> Brief
Return the lines below exactly, starting with the line that contains "If you would be willing to indicate the driver" and stopping after the last line.

> Data provided
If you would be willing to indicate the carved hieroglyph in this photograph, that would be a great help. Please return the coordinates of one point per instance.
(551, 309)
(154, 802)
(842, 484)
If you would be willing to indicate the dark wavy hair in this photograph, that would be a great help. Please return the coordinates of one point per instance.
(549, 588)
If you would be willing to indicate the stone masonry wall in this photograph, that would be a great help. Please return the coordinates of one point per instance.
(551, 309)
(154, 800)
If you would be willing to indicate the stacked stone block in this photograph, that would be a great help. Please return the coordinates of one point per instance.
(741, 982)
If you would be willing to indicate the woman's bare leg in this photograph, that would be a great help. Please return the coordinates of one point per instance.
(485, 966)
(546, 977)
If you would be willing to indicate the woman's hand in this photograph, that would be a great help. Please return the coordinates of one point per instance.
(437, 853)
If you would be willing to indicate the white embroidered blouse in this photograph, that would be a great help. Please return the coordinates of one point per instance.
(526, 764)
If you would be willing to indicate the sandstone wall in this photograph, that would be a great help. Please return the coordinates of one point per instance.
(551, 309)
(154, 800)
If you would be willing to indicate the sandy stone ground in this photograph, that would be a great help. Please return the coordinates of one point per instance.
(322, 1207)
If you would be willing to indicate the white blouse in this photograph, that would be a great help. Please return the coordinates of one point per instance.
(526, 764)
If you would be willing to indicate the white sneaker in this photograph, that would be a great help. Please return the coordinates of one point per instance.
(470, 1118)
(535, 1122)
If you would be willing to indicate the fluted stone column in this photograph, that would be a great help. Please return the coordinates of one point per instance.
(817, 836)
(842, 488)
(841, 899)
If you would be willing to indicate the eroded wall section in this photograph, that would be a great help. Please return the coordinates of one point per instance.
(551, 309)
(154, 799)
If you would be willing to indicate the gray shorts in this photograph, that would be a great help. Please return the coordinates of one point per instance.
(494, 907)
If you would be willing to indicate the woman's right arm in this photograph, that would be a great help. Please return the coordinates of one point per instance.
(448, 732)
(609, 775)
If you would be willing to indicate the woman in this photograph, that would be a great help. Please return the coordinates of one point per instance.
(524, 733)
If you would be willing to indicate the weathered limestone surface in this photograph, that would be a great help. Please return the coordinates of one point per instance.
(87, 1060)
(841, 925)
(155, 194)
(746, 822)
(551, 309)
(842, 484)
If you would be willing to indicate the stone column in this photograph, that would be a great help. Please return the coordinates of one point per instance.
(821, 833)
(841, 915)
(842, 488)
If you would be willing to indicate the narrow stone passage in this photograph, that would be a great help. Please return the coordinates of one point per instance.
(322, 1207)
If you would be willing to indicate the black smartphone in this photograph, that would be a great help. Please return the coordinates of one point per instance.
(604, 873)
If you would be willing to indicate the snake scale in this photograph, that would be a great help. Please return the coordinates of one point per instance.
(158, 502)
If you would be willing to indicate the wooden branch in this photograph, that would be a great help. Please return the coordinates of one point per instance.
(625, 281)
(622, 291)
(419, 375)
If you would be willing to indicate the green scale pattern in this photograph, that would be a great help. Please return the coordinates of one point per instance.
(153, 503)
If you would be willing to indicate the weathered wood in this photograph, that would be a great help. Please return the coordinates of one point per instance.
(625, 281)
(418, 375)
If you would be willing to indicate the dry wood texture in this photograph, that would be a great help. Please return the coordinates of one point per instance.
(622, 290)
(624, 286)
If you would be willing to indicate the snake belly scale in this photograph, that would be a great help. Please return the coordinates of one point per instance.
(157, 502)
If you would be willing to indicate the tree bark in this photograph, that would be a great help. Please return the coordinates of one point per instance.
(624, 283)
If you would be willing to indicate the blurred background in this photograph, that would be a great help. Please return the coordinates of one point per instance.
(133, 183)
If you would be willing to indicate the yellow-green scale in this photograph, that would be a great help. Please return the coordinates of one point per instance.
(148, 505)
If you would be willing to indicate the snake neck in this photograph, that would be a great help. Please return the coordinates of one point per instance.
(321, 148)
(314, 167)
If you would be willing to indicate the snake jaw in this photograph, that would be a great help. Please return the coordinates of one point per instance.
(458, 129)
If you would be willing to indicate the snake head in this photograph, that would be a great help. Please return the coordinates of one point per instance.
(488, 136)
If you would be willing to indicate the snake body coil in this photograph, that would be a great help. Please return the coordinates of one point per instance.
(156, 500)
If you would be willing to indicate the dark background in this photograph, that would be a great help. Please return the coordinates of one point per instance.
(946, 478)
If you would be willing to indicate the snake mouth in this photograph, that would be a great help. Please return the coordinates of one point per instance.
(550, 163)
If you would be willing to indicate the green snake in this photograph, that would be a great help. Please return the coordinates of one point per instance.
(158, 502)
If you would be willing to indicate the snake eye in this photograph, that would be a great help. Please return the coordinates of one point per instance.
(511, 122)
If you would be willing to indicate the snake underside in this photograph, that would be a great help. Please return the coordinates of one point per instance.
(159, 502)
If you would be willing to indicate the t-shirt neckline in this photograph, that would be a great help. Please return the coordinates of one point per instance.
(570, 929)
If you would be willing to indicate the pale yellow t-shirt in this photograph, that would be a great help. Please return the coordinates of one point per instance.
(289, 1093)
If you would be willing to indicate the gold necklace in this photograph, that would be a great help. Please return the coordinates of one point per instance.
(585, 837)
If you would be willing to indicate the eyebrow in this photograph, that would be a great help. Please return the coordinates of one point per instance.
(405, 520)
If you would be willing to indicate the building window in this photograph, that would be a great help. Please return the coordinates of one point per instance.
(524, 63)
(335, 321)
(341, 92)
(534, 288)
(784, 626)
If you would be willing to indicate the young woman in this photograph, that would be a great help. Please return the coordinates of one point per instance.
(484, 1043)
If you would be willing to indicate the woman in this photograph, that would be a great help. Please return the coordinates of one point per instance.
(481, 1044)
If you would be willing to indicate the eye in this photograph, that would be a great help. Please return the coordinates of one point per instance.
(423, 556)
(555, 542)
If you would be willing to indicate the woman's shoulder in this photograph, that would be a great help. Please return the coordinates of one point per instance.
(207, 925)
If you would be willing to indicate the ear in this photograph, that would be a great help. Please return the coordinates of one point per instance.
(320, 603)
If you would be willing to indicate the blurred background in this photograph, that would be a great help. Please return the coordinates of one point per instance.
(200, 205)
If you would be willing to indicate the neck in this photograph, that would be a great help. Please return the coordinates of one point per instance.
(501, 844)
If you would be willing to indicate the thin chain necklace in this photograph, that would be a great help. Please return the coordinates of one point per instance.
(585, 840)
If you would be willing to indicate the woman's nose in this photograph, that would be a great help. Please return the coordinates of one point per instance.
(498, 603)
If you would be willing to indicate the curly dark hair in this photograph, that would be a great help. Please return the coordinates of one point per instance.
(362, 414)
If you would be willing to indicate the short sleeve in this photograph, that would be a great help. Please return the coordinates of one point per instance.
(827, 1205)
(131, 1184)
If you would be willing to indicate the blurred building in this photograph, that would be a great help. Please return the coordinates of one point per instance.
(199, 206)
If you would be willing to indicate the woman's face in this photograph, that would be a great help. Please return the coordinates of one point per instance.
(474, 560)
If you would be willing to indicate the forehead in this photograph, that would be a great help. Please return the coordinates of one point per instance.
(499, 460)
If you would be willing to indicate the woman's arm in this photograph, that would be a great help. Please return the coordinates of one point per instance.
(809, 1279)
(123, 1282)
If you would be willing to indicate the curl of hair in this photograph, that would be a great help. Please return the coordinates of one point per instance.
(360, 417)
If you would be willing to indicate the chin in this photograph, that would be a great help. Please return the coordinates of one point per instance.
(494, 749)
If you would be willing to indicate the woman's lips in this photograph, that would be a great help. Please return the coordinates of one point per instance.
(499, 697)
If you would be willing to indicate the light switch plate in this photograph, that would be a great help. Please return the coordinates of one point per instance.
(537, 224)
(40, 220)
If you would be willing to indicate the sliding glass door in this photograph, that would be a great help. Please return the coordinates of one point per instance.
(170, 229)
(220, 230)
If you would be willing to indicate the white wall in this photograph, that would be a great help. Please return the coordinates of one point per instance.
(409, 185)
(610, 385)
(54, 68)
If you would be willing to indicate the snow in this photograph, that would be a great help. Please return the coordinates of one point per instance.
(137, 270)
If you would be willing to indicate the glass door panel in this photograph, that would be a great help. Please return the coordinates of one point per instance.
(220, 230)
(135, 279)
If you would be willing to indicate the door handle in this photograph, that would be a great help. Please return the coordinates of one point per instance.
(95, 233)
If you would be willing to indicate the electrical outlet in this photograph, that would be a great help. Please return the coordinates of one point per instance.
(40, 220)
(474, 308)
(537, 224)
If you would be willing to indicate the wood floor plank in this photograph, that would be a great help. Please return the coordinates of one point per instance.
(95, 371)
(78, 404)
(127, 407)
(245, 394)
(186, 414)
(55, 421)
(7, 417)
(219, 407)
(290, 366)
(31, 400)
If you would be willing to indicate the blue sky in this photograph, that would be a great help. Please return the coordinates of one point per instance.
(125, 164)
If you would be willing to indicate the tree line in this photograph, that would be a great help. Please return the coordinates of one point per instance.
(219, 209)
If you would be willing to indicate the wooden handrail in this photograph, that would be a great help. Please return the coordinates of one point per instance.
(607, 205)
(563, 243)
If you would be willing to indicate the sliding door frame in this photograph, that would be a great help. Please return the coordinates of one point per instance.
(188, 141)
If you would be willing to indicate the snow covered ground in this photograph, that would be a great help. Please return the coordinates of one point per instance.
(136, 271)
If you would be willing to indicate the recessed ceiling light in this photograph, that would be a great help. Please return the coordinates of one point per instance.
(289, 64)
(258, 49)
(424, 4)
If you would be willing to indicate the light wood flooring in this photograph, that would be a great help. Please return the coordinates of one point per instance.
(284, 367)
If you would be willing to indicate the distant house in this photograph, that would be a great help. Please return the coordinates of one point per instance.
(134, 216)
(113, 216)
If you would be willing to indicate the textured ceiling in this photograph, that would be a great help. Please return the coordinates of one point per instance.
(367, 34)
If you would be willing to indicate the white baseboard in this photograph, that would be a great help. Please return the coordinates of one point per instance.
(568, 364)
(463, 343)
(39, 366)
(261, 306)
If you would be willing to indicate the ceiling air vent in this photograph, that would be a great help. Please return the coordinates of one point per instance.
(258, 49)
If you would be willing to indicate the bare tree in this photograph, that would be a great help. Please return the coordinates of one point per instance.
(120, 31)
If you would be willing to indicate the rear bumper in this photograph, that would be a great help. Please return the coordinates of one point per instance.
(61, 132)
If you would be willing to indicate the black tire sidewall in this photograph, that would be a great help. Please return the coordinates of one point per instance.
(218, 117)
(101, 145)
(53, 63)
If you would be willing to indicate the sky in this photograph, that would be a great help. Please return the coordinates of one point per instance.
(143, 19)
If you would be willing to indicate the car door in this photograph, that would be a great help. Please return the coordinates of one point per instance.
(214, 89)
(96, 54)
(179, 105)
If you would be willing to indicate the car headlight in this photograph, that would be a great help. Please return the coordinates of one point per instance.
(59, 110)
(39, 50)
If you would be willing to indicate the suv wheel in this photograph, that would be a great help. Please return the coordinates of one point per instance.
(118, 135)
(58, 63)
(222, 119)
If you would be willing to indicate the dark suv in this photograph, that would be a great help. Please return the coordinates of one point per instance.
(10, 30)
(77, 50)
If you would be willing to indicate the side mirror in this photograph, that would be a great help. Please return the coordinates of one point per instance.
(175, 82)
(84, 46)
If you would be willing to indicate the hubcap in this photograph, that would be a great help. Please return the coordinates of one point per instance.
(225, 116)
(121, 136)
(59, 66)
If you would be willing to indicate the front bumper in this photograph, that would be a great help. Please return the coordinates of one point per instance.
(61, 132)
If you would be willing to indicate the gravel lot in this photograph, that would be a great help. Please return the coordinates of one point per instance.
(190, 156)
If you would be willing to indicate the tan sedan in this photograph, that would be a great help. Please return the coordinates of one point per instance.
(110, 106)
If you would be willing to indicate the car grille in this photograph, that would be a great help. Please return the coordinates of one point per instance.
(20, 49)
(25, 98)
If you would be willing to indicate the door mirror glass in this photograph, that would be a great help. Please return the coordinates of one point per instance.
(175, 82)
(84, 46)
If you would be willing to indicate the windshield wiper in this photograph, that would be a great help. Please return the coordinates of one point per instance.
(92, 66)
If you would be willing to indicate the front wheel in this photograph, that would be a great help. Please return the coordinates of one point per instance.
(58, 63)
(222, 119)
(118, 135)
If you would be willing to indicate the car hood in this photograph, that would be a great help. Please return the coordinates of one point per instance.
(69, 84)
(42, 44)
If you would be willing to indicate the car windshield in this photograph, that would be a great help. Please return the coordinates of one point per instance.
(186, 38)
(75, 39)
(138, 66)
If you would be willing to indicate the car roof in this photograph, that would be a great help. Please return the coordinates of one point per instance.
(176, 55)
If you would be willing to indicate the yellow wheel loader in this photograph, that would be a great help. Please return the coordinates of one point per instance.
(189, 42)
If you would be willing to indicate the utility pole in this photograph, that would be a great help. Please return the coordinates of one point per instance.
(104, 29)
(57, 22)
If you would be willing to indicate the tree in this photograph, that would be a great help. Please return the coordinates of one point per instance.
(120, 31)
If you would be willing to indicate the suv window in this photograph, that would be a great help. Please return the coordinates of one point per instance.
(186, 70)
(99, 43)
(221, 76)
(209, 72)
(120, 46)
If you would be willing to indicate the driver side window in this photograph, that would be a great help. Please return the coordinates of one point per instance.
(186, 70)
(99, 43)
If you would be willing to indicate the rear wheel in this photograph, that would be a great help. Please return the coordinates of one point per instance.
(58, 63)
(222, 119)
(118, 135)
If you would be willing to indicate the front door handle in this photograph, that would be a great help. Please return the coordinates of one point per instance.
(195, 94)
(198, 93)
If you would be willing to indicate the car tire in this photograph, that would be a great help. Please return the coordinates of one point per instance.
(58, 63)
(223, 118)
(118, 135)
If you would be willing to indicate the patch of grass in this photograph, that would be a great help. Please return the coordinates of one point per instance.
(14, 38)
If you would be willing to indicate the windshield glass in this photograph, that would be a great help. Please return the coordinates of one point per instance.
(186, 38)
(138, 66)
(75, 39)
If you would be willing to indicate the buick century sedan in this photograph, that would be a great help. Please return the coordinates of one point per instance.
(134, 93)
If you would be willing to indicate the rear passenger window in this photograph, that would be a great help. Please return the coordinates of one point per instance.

> Output
If you would be willing to indicate the driver side window in this photograph, that would be a great help. Please return the coordinates of one point per instance.
(186, 70)
(99, 43)
If you would be willing to indicate the rear wheel in this photograph, that would be a great help. Please return the coordinates of one point per instance.
(58, 63)
(222, 119)
(118, 135)
If you would be willing to indicate the front door handle in this photograph, that would be a great help. Please return the coordinates of one point per instance.
(195, 94)
(198, 93)
If you would be willing to indicate the car tire in this photograph, that would be a great help. Please return the coordinates of one point per instance.
(58, 63)
(223, 118)
(118, 135)
If you would be willing to indicate the patch of grass in this photograph, that would be a great help. Please return the coordinates of one point per instance.
(14, 38)
If you would be willing to indicate the windshield glass in this photograph, that would be a great help. Please return the coordinates of one point per instance.
(186, 38)
(138, 66)
(75, 39)
If you would be willing to indicate the buick century sedan in this photograph, that would be a great help. Please return the coordinates of one point per instance.
(134, 93)
If you would be willing to indicate the rear passenger window in this photograph, that would be a great help. Please return the coordinates of one point per instance.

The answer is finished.